-- Short problem A --
Answer these questions about the prime ideals homework proof:
(i) Which two ideals of Z[x,y] does the exercise ask to be proven prime?
(ii) According to the exercise statement, which of those two ideals is maximal?
(iii) In the argument for (2,x,y), what kind of term do a and b each have when neither lies in that ideal?
-- Short problem B --
Carry the prime ideals homework proof forward from its last sentence.

User:J D Bowen/Math735 HW8

9.1.5) Prove $(x,y), \ (2,x,y) \ $ are prime ideals of $\mathbb{Z}[x,y] \ $, but that only the latter is maximal.

Let $ ab \in (x,y) $ such that $ a,b \in \Z [x,y] $. Since $ ab \in (x,y) $, each term of $ ab $ contains an x or y. Assume that $ a\notin (x,y) $ and $ b\notin (x,y) $. Then there are terms in $ a $ and $ b $ that do not contain an x or y i.e, there exists at least one term in both $ a $ and $ b $ that contains neither x nor y. Then, the product $ ab $ would have a term that contains neither x nor y, which implies that $ ab \notin (x,y) $. Thus we have reached a contradiction. Therefore, $ ab \in (x,y) $ implies that either $ a \in (x,y) $ or $ b \in (x,y) $. Thus $ (x,y) $ is a prime ideal of $\mathbb{Z}[x,y] \ $.

Now let $ ab \in (2,x,y) $ such that $ a,b \in \Z [x,y] $. Then each term of $ ab $ contains an x or y or is a constant multiple of 2. Assume that $ a\notin (2,x,y) $ and $ b\notin (2,x,y) $. Then there is a constant term in both $ a $ and $ b $ which is not a multiple of 2. Then, the product $ ab $ would have a constant term that is not a multiple of 2, because any even constant would have an even factor. This implies that $ ab \notin (2,x,y) $. Thus we have reached a contradiction. Therefore, $ ab \in (2,x,y) $ implies that either $ a \in (2,x,y) $ or $ b \in (2,x,y) $. Thus $ (2,x,y) $ is a prime ideal of $\mathbb{Z}[x,y] \ $.

-- Recorded data --
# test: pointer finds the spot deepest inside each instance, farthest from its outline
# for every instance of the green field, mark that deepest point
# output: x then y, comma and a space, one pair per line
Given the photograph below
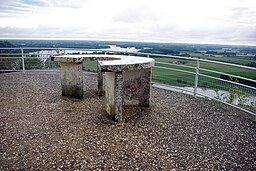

-- Exercise response A --
(i) (x,y) and (2,x,y)
(ii) Only (2,x,y), the latter
(iii) A constant term that is not a multiple of 2

-- Exercise response B --
Now assume that $ I $ is an ideal of $\mathbb{Z}[x,y] \ $ such that $ (2,x,y) \subset I \subset \Z [x,y] $. Then $ I $ contains some element in $\mathbb{Z}[x,y] \ $ that is not in $ (2,x,y) $. Therefore, this element has an odd constant term. Therefore, since $ I $ must be closed under addition, $ I $ contains all the elements of $ (2,x,y) $ and elements with odd constant terms. But this generates all of $\mathbb{Z}[x,y] \ $. Therefore, the ideal $ (2,x,y) $ must be maximal.

To show that $ (x,y) $ is not maximal, we need to show that there exists an ideal, $ J $ such that $ (x,y) \subset J \subset \Z [x,y] $. Let $ J = (2,x,y) $. Clearly, $ (x,y) \subset (2,x,y) $ but $ (2,x,y) $ contains elements with even constant terms, which are not in $ (x,y) $. For instance, $ 2 \in (2,x,y) $ but $ 2 \notin (x,y) $. Thus $ (x,y) \subset (2,x,y) \subset \Z [x,y] $, which implies that $ (x,y) $ is not maximal.

9.2.3) Let $ f(x) \ $ be a polynomial in $ F[x] \ $. We aim to showrove that $ F[x]/(f(x)) \ $ is a field if and only if $ F(x) \ $ is irreducible.

Assume that $ F \ $ is a field. Then $ F[x] \ $ is a Euclidean Domain, which implies that $ F[x] \ $ is a Principal Ideal Domain. Then by proposition 7 in section 8.2 implies that prime ideals in $ F[x] \ $ are maximal. Proposition 14 from Section 7.4, in a commutative ring $ R \ $, all maximal ideals are prime. Thus, (*) in $ F[x] \ $ an ideal is prime $ \iff \ $ it is a maximal ideal.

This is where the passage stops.